(Saved entries)

########################################

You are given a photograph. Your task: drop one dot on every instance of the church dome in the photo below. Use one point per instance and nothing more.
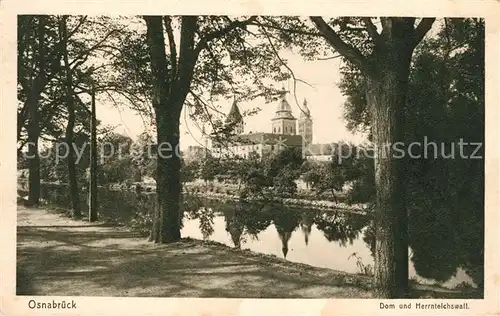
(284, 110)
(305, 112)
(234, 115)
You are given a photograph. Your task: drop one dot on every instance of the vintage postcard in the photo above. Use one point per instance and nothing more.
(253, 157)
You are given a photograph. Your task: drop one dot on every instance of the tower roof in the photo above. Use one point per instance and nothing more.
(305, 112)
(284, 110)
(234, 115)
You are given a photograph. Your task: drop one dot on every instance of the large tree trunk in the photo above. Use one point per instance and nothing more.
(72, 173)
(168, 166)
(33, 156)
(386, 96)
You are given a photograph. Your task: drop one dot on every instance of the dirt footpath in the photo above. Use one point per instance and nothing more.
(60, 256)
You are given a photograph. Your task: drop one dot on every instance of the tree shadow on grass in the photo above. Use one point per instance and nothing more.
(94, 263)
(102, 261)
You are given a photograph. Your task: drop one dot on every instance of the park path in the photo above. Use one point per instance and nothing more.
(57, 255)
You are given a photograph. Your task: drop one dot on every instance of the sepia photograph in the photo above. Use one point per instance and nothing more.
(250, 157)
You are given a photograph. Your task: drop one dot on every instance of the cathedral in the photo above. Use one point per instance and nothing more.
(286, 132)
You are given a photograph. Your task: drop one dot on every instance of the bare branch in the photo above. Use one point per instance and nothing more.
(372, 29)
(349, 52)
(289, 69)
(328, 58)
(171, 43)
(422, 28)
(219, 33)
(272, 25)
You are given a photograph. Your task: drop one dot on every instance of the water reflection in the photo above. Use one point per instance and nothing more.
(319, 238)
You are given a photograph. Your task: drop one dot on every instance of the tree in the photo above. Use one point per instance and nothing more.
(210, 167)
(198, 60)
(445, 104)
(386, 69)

########################################

What you will do
Repeat all the records exactly, images excluded.

Result of this exercise
You are given a photograph. Your task: drop one dot on every instance of the church dome in the photo below. Use one point per instance and nothing more.
(284, 110)
(305, 112)
(234, 115)
You are given a photograph. Your task: drop one dot on every instance of the vintage postcard in the photo above. Use one point per instance and nothing more.
(253, 157)
You are given a photograph. Your task: drop one dot on every instance of the tower roof in the photo above. Use one point per instance and nothing more.
(305, 112)
(284, 110)
(234, 115)
You are given a photograph. Your task: drop one dot on every instance of the large tree trunk in the photo above. Use one point per instance and nothing more.
(72, 173)
(168, 166)
(33, 156)
(386, 96)
You are given a photograph. Your task: drop one dot on every instance of the dirt footpath in the photo above. Use one point per instance and nothing more.
(60, 256)
You are given a photograph. Your task: drop one dot on every instance of the tree shadow on grass in the photo above. Use one point per instance and nothing more.
(94, 263)
(102, 261)
You are given a photograph. Your task: drop one dot on every instance of the park path in the photo above. Use one point per instance and nothing more.
(57, 255)
You are given a photograph. Your task: drop one dot on every instance of the sepia photograph in the photo above. Use one point per instance and nothing more.
(250, 157)
You are given a photograph. Your task: drop one dot on every instance of the cathedral in the photo above. Use one point per instance and nothing more.
(286, 132)
You are given a photograph. Your task: drop one dot on every instance of the bare branch in the photo above. Use one point per instance and nothing more.
(372, 29)
(349, 52)
(289, 69)
(328, 58)
(171, 43)
(422, 28)
(219, 33)
(272, 25)
You are given a photograph. Your task: drop one dot on every instance of the water reflection in the photo above. Use one point per instance and nothing more.
(319, 238)
You are given a photograph. Your task: drop one dot on every instance of the tree in the photo above. Use one point per instance and nothing more.
(210, 167)
(198, 60)
(445, 104)
(386, 69)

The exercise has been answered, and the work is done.